Prompt :: Copy each entry below unchanged; the images do not go in the copy.

Extracted information ::
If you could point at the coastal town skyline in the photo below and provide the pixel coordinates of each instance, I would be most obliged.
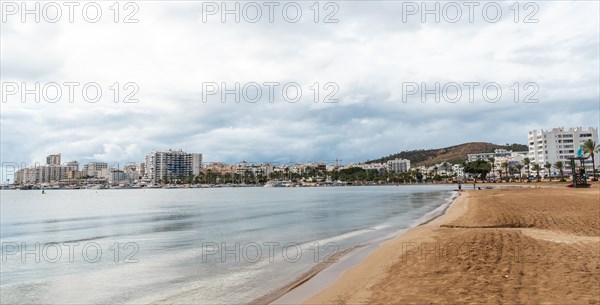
(548, 151)
(373, 106)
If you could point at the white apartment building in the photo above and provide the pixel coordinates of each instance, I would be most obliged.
(94, 169)
(41, 174)
(560, 144)
(398, 165)
(172, 164)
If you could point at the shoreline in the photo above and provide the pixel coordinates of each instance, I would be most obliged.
(520, 217)
(324, 274)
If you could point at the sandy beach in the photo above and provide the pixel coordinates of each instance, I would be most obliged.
(500, 246)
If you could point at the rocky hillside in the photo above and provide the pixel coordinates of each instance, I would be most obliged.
(452, 154)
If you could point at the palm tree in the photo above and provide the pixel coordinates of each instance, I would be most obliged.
(519, 167)
(560, 166)
(505, 166)
(537, 168)
(590, 148)
(548, 166)
(493, 161)
(527, 162)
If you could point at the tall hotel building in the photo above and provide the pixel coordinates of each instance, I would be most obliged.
(172, 164)
(560, 144)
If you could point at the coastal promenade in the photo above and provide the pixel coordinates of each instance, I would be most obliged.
(494, 246)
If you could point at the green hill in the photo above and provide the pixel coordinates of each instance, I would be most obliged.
(452, 154)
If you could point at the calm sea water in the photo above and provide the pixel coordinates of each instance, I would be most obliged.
(188, 246)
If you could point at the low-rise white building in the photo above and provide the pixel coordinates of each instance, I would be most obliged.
(560, 144)
(398, 165)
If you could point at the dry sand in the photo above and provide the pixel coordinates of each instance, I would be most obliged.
(501, 246)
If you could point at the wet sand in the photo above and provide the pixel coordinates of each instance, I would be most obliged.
(500, 246)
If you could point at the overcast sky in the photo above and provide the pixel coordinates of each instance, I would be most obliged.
(368, 54)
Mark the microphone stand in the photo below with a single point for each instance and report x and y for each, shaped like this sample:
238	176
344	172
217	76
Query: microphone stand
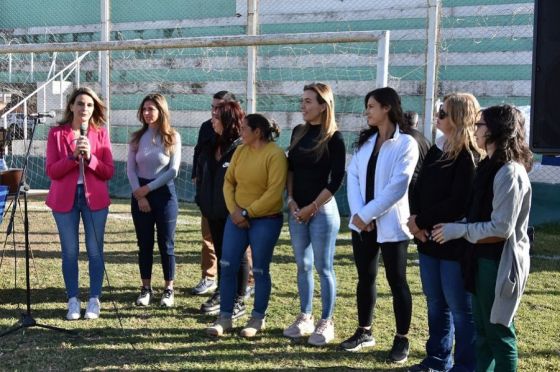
27	319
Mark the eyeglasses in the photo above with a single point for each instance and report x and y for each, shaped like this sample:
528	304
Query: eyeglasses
442	114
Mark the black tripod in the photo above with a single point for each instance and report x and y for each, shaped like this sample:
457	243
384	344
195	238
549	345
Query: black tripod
27	319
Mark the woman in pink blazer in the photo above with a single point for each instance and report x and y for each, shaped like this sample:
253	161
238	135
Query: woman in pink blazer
79	164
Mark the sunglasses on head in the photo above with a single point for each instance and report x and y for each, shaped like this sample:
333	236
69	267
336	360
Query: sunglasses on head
441	113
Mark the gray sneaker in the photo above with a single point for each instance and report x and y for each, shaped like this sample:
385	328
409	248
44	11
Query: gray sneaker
204	286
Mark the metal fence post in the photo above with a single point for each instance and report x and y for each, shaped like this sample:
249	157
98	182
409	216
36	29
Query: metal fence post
104	59
431	66
252	29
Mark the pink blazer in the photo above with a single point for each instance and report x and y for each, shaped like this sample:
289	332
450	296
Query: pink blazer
63	170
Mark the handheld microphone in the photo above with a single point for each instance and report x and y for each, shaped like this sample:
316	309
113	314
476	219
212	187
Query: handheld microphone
83	132
83	129
50	114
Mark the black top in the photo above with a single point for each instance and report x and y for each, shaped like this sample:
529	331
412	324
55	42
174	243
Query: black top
210	180
480	205
423	147
440	195
312	175
370	177
205	135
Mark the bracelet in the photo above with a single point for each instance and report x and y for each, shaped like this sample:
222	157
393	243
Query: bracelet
316	207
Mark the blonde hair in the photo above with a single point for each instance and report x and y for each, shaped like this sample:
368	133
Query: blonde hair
98	117
166	132
462	110
324	96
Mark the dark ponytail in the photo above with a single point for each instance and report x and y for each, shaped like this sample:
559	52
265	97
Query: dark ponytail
268	127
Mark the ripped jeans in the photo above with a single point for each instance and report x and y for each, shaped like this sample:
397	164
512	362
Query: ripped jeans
262	236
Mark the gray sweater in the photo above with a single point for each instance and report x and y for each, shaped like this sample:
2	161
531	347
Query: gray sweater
509	220
149	161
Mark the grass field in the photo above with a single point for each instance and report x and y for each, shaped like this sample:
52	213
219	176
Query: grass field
128	337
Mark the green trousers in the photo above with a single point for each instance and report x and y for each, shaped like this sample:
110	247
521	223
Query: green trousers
496	344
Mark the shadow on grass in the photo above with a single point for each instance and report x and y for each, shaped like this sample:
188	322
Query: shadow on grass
184	348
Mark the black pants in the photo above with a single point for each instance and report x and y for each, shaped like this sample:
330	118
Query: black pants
163	219
366	256
217	227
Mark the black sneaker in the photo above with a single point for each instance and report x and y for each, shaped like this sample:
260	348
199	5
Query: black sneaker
212	305
238	308
362	338
144	297
399	351
420	368
168	298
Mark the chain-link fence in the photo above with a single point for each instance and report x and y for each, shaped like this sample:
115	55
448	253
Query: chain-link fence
483	47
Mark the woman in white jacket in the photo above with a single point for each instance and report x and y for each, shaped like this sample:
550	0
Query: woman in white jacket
378	178
496	226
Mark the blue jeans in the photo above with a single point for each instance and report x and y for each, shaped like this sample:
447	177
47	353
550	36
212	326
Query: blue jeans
68	231
314	243
449	316
262	235
163	215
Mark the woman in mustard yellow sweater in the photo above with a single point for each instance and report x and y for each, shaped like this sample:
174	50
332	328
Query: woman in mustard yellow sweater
253	188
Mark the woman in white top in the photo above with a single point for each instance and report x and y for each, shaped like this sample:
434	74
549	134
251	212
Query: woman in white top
378	178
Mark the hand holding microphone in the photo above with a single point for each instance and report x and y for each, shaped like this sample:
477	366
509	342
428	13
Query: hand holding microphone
83	142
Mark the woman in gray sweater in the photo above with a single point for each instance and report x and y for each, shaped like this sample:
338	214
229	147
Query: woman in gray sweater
154	157
496	226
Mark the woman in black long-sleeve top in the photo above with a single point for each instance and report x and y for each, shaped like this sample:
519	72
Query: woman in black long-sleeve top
316	159
213	164
440	194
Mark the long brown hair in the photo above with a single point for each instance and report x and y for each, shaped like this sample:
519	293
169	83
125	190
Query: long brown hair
324	95
506	125
165	130
231	115
387	97
98	117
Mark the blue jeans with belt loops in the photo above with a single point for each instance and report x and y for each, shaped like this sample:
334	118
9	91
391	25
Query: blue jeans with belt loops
262	235
68	231
314	244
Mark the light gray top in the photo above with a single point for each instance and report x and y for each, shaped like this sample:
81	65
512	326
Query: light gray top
510	217
149	161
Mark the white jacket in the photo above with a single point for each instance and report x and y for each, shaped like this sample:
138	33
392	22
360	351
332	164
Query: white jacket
395	165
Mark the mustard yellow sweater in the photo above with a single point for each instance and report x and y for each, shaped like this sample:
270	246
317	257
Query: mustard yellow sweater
255	180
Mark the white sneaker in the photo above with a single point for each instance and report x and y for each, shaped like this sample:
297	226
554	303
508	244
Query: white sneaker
168	298
93	309
73	309
254	325
302	326
323	334
219	327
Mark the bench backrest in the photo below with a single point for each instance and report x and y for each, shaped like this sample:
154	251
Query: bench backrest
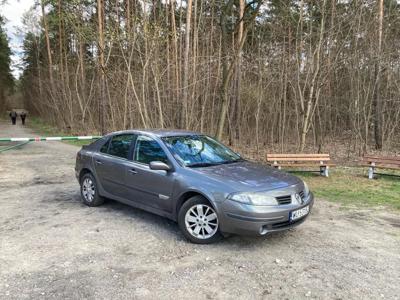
298	157
382	160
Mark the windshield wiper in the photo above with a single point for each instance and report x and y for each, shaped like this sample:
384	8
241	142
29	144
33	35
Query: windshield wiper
208	164
201	164
231	161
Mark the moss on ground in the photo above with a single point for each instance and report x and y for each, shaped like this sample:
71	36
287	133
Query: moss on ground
44	129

Reply to the task ::
If you could point at the coastal town skyline in the photo below and provide the pixel coordinates of each instance, I would be most obliged.
(548, 151)
(373, 106)
If you could point at the white apartment building in the photo above and provide the pixel coordinates of each instance, I would be most obliged.
(94, 169)
(41, 174)
(560, 144)
(398, 165)
(172, 164)
If you could point at the shoreline in the photo above and provide the pixel coordinates of each instance, I would be most obliged.
(520, 217)
(324, 274)
If you could point at the sandy beach in the photo above and provide the pixel coordinates of each instance, I would be most obliged.
(500, 246)
If you could point at the rocky hillside in the photo above and provide the pixel coordinates of each instance, I would be most obliged.
(452, 154)
If you could point at the palm tree in the photo above and provide the pixel coordinates of each instance, I would be most obliged.
(519, 167)
(560, 166)
(505, 166)
(537, 168)
(590, 148)
(548, 166)
(493, 161)
(527, 162)
If you could point at the tall hotel building in the photo above and provide the pixel coordinates of each instance, I would be most obliged.
(172, 164)
(560, 144)
If you could point at the coastal promenade in the photo above and provide the pixel coordinates of each instance, I would be most obliged.
(494, 246)
If you could point at the green hill in the photo above and provide the pixel coordinates of each instance, I would be most obliged.
(452, 154)
If you could point at the calm sea water in the photo above and provide the pixel coordinates of each instance, I would be most obliged.
(188, 246)
If you could point at the low-rise white building in the photo above and provide the pixel coordinates of each instance, I would be most obliged.
(560, 144)
(398, 165)
If you could point at the dry sand in the photo above and provide the pixel coordinates of each instance, I would be most obliged.
(501, 246)
If you could point at the wet sand in the photo above and provide the pixel coordinates of each instance, I would be most obliged.
(500, 246)
If you could point at the overcast sky in the photo above and provide the pixel coordinates of each instance, I would be most obliged.
(368, 54)
Mark the microphone stand in the photo below with a single point for each instance and report x and y for each, shaped like this sample:
238	176
344	172
217	76
Query: microphone stand
27	319
Mark the eyeglasses in the photo above with a single point for each instance and report x and y for each, shaped like this sample:
528	304
Query: eyeglasses
442	114
Mark the black tripod in the photo above with a single point for each instance and report x and y for each, shaped like this sample:
457	243
384	344
195	238
549	345
Query: black tripod
27	319
Mark the woman in pink blazer in the photo above with a single point for each instance and report x and y for each, shaped like this sample:
253	161
238	135
Query: woman in pink blazer
79	164
Mark the sunglasses on head in the photo above with a single point for each instance and report x and y for each, shaped like this sample:
333	236
69	267
336	360
Query: sunglasses on head
441	113
Mark the gray sneaker in the photo above with a single point for each instance and report x and y for each, shaped like this sample:
385	328
409	248
44	11
Query: gray sneaker
204	286
Mark the metal fence post in the photo above with a single point for each instance and report x and y for each, shaped like this sample:
249	157
98	182
409	216
36	29
Query: metal fence post
104	59
431	66
252	29
Mark the pink blazer in the photo above with a single point for each instance and report x and y for each, shaped like this sample:
289	332
450	296
Query: pink blazer
63	170
Mark the handheld microphone in the photo above with a single point for each instance and report x and y for each, shaped like this sample:
316	309
113	314
476	219
212	187
Query: handheld microphone
83	132
83	129
50	114
Mark the black top in the photo above with a single point for each instance and report x and y for each, shaped like this sample:
529	331
412	324
55	42
174	243
Query: black top
210	180
480	205
423	147
440	195
312	175
370	177
205	135
Mark the bracelet in the photo above with a single point for each instance and report x and y for each, shaped like this sample:
222	157
393	243
Query: bracelet
316	207
Mark the blonde hair in the photo above with a single point for each instance and report x and y for each, shaped like this sample:
368	133
Query: blonde hair
98	117
166	132
462	110
324	96
Mark the dark ponytail in the photo above with a single point for each instance and report x and y for each, shaped like this sample:
559	52
265	97
Query: dark ponytail
268	127
Mark the ripped jeans in the photo above with a single point for each instance and report x and y for each, shaped like this sample:
397	164
512	362
Query: ripped jeans
262	236
Mark the gray sweater in the photo above with a single point for each instance and report x and y for each, shaped like this sample:
2	161
531	347
Query: gray sweater
509	220
149	161
Mark the grass field in the photo above with a single point for each instance and report x and y for each, shaped like this sample:
52	213
219	176
Query: grass field
128	337
Mark the green trousers in the photo above with a single point for each instance and report x and y for each, shaped like this sample:
110	247
521	223
Query: green trousers
496	344
Mark the shadow on grass in the photo above with a single point for each instance and report x and y for each, shaped like this sample:
188	322
Query: shadow on grass
184	348
Mark the black pants in the photo above with a single point for each instance and report x and y for each, shaped like this sample:
330	118
Query: black pants
163	219
366	256
217	227
Mark the black sneaker in the photo above with a single point for each instance and report x and y for each, shaped like this sample:
260	348
199	5
Query: black sneaker
212	305
238	308
362	338
144	297
399	351
420	368
168	298
Mark the chain-link fence in the photo above with a single point for each instance and report x and y for each, shaped like this sample:
115	55
448	253
Query: chain-link fence
483	47
Mark the woman in white jacket in the photo above with a single point for each instance and report x and y for each, shaped like this sample:
550	0
Query: woman in white jacket
378	178
496	226
Mark the blue jeans in the photo above with a single point for each instance and report x and y for each, shaped like this sample:
447	177
47	353
550	36
212	326
Query: blue jeans
68	231
314	243
449	316
262	235
163	215
Mark the woman in mustard yellow sweater in the photo above with a single point for each instance and report x and y for each, shaped like this sample:
174	50
332	328
Query: woman in mustard yellow sweater
253	188
Mark the woman in white top in the photo above with a single point for each instance and report x and y for each, shaped like this sample:
434	74
549	134
251	212
Query: woman in white top
378	178
Mark the hand holding microphone in the photo above with a single point for each instance and report x and y for each, shaped like this sample:
477	366
509	342
428	13
Query: hand holding microphone
83	142
Mark the woman in gray sweater in the photo above with a single point for each instance and report x and y for each, shaped like this sample:
338	214
229	147
Query: woman in gray sweater
154	157
496	226
Mark the woman in black long-sleeve top in the photo above with a single point for each instance and report x and y for each, shaped like this sample:
519	72
Query: woman in black long-sleeve top
316	159
213	164
440	194
Mark the long brown hair in the photo above with a single point for each instance and report x and y for each, shaped like this sample:
519	293
169	83
125	190
Query: long brown hair
324	95
506	125
165	130
231	115
387	97
98	117
Mark the blue jeans with belt loops in the photo above with a single point for each instance and report x and y for each, shaped like this sample:
334	118
9	91
391	25
Query: blue jeans with belt loops
262	235
68	231
314	244
Mark the light gray top in the photo above with a single point for each instance and report x and y for each, shaped like this sample:
81	65
512	326
Query: light gray top
510	217
149	161
Mark the white jacket in the photo above with a single point for each instance and report x and y for each, shaped like this sample:
138	33
392	22
360	351
332	164
Query: white jacket
395	165
Mark the mustard yellow sweater in the photo above with a single point for each instance and report x and y for each, shaped like this sample:
270	246
317	257
Query: mustard yellow sweater
255	180
Mark the white sneaker in the photo above with a single point for each instance and report x and y for each, shaped like this sample:
297	226
554	303
508	244
Query: white sneaker
168	298
93	309
73	309
254	325
302	326
323	334
219	327
Mark the bench backrest in the photo below with a single point for each instance and report x and y for each, shaped like this sample:
154	251
Query: bench backrest
298	157
382	160
Mark the windshield wiper in the photo above with a single point for each instance and report x and y for each, shaped like this sample:
384	8
241	142
29	144
33	35
Query: windshield wiper
208	164
201	164
231	161
Mark the moss on ground in the photo above with a single point for each instance and report x and y for each, shaped like this sample:
71	36
287	133
Query: moss on ground
44	129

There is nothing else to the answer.